[Collected data entries]

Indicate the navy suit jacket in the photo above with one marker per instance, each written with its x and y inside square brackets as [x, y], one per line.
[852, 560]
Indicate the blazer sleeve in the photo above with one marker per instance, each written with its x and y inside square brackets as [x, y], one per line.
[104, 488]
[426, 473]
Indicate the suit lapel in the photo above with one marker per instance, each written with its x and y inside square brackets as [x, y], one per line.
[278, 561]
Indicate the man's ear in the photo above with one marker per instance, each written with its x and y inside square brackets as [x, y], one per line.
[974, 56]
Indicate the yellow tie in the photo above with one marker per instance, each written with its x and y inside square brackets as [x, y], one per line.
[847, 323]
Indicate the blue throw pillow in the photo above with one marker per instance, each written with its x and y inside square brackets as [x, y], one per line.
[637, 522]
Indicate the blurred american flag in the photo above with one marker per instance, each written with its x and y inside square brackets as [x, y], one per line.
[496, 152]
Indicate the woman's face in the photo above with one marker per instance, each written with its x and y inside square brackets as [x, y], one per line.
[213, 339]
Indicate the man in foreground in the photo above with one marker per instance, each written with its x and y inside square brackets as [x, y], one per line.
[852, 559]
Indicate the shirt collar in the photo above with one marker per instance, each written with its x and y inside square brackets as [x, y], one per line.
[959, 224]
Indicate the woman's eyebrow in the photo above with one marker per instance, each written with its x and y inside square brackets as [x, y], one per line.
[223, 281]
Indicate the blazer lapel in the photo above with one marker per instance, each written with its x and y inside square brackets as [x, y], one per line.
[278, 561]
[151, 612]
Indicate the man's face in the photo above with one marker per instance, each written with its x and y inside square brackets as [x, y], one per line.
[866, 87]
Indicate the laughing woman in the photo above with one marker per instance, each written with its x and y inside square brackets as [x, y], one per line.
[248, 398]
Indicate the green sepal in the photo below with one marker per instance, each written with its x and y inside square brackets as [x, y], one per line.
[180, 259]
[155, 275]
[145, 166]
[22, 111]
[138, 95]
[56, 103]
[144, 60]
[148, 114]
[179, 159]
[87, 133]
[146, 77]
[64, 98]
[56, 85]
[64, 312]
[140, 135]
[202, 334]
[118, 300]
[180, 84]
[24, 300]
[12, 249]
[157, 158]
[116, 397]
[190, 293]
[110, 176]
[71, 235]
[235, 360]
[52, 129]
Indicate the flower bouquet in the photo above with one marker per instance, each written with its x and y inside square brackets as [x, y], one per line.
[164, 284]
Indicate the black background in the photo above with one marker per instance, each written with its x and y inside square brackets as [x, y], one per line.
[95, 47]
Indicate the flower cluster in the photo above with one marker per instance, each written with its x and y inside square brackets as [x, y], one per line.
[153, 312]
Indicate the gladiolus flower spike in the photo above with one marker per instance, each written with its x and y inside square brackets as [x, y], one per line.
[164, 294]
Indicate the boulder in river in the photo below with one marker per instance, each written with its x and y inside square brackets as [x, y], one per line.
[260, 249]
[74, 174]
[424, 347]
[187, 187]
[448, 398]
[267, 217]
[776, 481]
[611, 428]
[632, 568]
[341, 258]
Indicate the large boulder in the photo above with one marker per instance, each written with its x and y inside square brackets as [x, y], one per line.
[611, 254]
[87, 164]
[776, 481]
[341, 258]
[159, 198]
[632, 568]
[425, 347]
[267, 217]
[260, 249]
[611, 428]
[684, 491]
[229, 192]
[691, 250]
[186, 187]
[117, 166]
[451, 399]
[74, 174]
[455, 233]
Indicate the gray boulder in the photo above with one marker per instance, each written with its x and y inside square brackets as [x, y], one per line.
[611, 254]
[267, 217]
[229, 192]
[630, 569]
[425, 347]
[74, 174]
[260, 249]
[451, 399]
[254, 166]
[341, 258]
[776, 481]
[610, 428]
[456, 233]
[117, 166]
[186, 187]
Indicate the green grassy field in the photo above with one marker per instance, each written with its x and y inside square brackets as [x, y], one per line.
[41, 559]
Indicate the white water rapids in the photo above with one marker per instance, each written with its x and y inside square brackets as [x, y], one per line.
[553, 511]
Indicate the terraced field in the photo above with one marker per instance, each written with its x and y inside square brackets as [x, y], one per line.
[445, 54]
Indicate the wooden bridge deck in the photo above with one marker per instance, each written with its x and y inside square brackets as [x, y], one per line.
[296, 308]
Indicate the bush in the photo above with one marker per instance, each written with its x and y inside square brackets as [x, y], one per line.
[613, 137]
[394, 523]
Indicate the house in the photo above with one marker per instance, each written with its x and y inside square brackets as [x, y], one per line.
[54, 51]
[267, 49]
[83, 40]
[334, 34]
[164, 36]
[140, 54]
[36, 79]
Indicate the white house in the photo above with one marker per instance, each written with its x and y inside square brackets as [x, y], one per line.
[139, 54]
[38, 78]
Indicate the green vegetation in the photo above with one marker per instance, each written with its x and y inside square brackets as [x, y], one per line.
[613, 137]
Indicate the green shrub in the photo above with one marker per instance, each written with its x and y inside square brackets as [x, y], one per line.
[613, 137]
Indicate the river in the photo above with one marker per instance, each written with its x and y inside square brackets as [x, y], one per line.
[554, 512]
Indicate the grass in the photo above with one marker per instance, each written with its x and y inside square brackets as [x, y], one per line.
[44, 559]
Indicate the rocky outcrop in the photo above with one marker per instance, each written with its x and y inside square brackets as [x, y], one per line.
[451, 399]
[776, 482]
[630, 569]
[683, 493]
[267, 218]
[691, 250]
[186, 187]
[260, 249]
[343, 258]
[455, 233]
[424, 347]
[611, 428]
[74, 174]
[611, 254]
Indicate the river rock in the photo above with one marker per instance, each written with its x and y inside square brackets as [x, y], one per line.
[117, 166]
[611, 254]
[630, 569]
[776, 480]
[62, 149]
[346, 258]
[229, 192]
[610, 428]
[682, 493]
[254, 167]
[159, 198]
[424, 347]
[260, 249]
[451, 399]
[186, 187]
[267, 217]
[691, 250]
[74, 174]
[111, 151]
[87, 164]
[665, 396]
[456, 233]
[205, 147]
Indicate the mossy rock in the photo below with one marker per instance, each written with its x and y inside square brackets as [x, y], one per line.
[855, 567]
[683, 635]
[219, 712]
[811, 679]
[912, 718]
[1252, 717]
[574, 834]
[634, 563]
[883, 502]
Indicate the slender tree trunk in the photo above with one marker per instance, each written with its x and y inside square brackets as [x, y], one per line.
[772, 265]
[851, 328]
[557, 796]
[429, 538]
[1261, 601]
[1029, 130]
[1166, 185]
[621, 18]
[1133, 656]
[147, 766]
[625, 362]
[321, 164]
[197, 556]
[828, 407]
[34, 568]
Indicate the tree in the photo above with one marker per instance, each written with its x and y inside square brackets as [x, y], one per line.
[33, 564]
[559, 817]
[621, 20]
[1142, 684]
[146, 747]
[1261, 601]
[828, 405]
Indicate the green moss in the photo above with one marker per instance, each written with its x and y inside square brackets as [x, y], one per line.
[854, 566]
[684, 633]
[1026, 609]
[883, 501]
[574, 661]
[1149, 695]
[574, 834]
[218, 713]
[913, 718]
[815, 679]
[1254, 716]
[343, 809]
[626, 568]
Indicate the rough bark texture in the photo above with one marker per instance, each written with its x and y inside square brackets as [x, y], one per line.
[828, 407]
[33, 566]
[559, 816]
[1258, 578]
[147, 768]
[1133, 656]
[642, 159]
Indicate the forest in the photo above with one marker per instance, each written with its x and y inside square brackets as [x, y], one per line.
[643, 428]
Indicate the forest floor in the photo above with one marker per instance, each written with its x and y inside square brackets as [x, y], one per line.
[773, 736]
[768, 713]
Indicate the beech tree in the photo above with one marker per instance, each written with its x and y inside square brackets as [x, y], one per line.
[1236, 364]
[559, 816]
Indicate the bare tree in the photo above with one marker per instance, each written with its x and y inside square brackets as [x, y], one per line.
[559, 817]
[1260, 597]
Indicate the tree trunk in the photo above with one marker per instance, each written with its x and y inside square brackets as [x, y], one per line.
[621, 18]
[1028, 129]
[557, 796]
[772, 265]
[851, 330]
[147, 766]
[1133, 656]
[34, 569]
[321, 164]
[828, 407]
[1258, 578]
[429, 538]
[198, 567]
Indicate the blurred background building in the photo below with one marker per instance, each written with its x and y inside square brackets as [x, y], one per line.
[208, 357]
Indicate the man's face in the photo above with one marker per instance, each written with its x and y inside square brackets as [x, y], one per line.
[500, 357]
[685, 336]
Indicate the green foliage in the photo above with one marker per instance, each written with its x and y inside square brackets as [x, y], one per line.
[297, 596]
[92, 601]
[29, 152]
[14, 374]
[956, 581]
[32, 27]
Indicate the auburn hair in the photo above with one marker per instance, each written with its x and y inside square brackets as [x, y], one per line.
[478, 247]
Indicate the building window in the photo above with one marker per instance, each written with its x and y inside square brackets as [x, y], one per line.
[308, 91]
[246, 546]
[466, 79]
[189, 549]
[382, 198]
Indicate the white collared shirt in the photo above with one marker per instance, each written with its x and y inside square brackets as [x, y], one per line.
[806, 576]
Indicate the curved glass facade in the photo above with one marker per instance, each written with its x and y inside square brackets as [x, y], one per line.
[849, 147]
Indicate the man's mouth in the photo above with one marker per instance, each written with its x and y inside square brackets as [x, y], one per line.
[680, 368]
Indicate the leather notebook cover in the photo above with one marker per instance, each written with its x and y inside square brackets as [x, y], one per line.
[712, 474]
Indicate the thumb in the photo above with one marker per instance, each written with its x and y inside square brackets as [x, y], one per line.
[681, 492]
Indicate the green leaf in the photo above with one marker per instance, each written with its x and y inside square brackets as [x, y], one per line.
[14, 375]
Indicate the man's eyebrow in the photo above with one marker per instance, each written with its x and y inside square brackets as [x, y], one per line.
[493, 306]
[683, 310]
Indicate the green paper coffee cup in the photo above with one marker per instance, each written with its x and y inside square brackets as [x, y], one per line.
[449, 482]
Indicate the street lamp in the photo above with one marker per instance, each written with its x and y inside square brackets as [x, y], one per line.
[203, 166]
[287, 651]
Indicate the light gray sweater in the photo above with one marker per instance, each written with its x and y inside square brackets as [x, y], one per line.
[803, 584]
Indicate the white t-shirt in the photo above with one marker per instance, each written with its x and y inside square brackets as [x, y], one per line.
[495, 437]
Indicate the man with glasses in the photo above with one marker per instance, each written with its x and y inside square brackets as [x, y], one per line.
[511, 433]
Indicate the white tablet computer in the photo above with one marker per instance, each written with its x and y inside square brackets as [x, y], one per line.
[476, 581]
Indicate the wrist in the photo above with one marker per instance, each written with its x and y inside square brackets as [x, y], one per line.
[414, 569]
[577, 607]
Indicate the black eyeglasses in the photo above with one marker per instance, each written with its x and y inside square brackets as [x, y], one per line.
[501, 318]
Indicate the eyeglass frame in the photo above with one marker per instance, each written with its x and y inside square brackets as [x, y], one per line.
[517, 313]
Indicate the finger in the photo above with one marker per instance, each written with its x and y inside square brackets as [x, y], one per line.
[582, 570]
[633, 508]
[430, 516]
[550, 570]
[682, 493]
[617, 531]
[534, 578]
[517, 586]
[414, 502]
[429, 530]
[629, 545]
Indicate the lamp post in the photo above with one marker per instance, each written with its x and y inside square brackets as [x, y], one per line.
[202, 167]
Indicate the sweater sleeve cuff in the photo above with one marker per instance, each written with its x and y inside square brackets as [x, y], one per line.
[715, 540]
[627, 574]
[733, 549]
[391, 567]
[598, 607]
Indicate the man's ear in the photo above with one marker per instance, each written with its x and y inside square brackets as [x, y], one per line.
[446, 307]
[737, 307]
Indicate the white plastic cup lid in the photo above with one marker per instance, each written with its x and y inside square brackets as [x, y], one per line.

◆ **Task to carry out**
Reproduce word for word the records starting with the line that contains "Indicate the eyeglass" and continuing through the end of the records, including both of these ends.

◆ **Task response**
Indicate the eyeglass frame in the photo above with one marker per instance, each written with its x and y inside square brackets as [x, y], one per line.
[517, 313]
Indicate the finger in the photo above with one marker per instance, each written with its x and y inside square brackets as [x, y], one per line.
[582, 570]
[633, 508]
[430, 516]
[550, 570]
[682, 493]
[617, 531]
[534, 578]
[517, 586]
[414, 502]
[429, 530]
[629, 545]
Indicate the lamp post in the photo above with one marker per instance, each written with its x and y inside square brackets as [x, y], one per line.
[202, 167]
Indicate the sweater sleeve cuff in the photo above with one marker per instance, each written with its x and y inside square brackets as [x, y], one per line.
[715, 540]
[627, 574]
[733, 549]
[391, 567]
[598, 607]
Indicate the man's ear in the photo above with one marker per instance, each written with its x and y inside square brackets as [x, y], one per line.
[446, 307]
[737, 307]
Indicate the white plastic cup lid in the photo above with one marker per instance, each written with its x and y inside square brackets as [x, y], one per line.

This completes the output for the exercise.